• [CHALLENGES]:
1. In the footballer profile, condense the section starting "Senior career" into one or two sentences of prose, keeping every club with its years, appearances and goals.
2. Extend the footballer profile beyond its final sentence.

• [EXTRACT]:
● ● ● ●
Farzin Moamelegari

Personal information
- Full name: Farzin Moamelegari
- Date of birth: 14 January 2003 (age 23)
- Place of birth: Ramhormoz, Iran
- Height: 1.88 m (6 ft 2 in)
- Position: Left-back

Team information
- Current team: Malavan (on loan from Persepolis)
- Number: 8

Youth career
- Iman Sabz Shiraz

Senior career*
- Years: Team / Apps / (Gls)
- 2023–2025: Sanat Naft Abadan / 32 / (0)
- 2025–2026: Shams Azar / 27 / (0)
- 2026–: Persepolis / 5 / (0)
- 2026–: → Malavan (loan) / 3 / (0)

International career
- 2024–: Iran U-23 / 10 / (0)

= Farzin Moamelegari =

Iranian footballer

Farzin Moamelegari (فرزین معامله‌گری; born 14 January 2004 in Ramhormoz) is an Iranian professional footballer who plays as a left-back for Malavan in the Persian Gulf Pro League, on loan from Persepolis.
● ● ● ●
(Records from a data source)
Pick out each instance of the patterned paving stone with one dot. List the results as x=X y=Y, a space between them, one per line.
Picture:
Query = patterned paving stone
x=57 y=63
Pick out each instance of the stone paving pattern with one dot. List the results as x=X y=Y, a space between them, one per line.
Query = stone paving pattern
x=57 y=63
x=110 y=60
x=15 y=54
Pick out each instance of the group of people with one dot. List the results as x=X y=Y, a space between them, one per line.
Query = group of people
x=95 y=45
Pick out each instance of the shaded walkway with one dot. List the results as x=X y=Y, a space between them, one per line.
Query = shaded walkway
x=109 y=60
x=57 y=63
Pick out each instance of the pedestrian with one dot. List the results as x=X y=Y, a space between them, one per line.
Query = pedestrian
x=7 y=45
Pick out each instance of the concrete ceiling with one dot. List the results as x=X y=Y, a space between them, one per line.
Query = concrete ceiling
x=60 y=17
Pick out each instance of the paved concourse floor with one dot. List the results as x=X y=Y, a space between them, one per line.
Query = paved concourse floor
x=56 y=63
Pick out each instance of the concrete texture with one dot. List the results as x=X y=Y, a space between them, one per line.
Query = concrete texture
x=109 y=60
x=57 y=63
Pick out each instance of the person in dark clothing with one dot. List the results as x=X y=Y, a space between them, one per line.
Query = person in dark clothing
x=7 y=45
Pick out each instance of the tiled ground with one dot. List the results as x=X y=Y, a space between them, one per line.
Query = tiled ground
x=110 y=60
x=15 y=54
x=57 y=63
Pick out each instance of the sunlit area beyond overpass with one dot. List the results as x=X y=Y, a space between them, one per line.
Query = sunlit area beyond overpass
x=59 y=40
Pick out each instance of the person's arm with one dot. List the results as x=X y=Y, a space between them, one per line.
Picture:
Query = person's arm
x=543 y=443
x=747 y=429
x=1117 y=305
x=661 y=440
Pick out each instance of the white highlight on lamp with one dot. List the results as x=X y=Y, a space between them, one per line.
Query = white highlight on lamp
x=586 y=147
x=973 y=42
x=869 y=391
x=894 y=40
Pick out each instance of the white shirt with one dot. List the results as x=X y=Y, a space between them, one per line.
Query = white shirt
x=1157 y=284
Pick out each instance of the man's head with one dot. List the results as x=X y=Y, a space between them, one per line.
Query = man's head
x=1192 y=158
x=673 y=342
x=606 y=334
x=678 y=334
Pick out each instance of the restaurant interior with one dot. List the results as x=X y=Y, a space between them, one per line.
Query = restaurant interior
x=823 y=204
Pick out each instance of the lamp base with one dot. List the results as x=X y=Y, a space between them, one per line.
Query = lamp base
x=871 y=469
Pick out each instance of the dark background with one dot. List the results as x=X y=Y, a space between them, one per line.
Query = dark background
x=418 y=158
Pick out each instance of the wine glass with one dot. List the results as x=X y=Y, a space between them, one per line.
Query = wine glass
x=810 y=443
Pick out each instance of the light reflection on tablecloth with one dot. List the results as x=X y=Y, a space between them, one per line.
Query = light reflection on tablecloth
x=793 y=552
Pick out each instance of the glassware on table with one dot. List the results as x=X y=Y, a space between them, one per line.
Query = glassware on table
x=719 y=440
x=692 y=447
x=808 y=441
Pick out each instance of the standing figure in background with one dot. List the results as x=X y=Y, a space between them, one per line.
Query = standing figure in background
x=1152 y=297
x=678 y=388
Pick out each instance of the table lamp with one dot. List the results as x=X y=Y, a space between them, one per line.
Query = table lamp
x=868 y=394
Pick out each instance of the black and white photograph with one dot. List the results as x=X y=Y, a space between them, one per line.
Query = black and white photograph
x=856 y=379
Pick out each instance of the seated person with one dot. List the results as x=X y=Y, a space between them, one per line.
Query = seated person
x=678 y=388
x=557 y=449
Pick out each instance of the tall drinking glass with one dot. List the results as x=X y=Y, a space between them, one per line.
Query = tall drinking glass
● ● ● ●
• [SOLVED PROBLEMS]:
1. Moamelegari played for Sanat Naft Abadan from 2023 to 2025 (32 appearances, 0 goals) and for Shams Azar from 2025 to 2026 (27 appearances, 0 goals). Since 2026 Moamelegari has belonged to Persepolis (5 appearances, 0 goals) and has been on loan at Malavan (3 appearances, 0 goals).

2.
== Club career ==

===Shams Azar===

Before joining Shams Azar, Moamelegari had played for Sanat Naft Abadan. At Shams Azar Qazvin, he became one of the young players attracting attention in the transfer market and put in solid performances. Vahid Rezaei, Shams Azar's head coach, said that young players like Moamelegari had made good progress after five or six months of work.

===Persepolis===

Persepolis had been pursuing Moamelegari for several weeks, and after intensive negotiations, his transfer was finalized on 25 January 2026 (5 Bahman 1404). The transfer fee was reported at 40 billion tomans. He signed a two-and-a-half-year contract with Persepolis.

Shams Azar's head coach, Vahid Rezaei, was opposed to the player's departure, but expressed his consent due to the club's circumstances. Shams Azar's team manager also emphasized that the transfer was not related to the money owed for Mojtaba Fakhrian.

Moamelegari did not get much playing time at Persepolis, making a total of only five appearances for the club.

===Malavan===

Having become eligible for military service, the player joined Malavan Bandar Anzali on loan in August 2026 (Mordad 1405). His contract with Malavan runs until 30 June 2027.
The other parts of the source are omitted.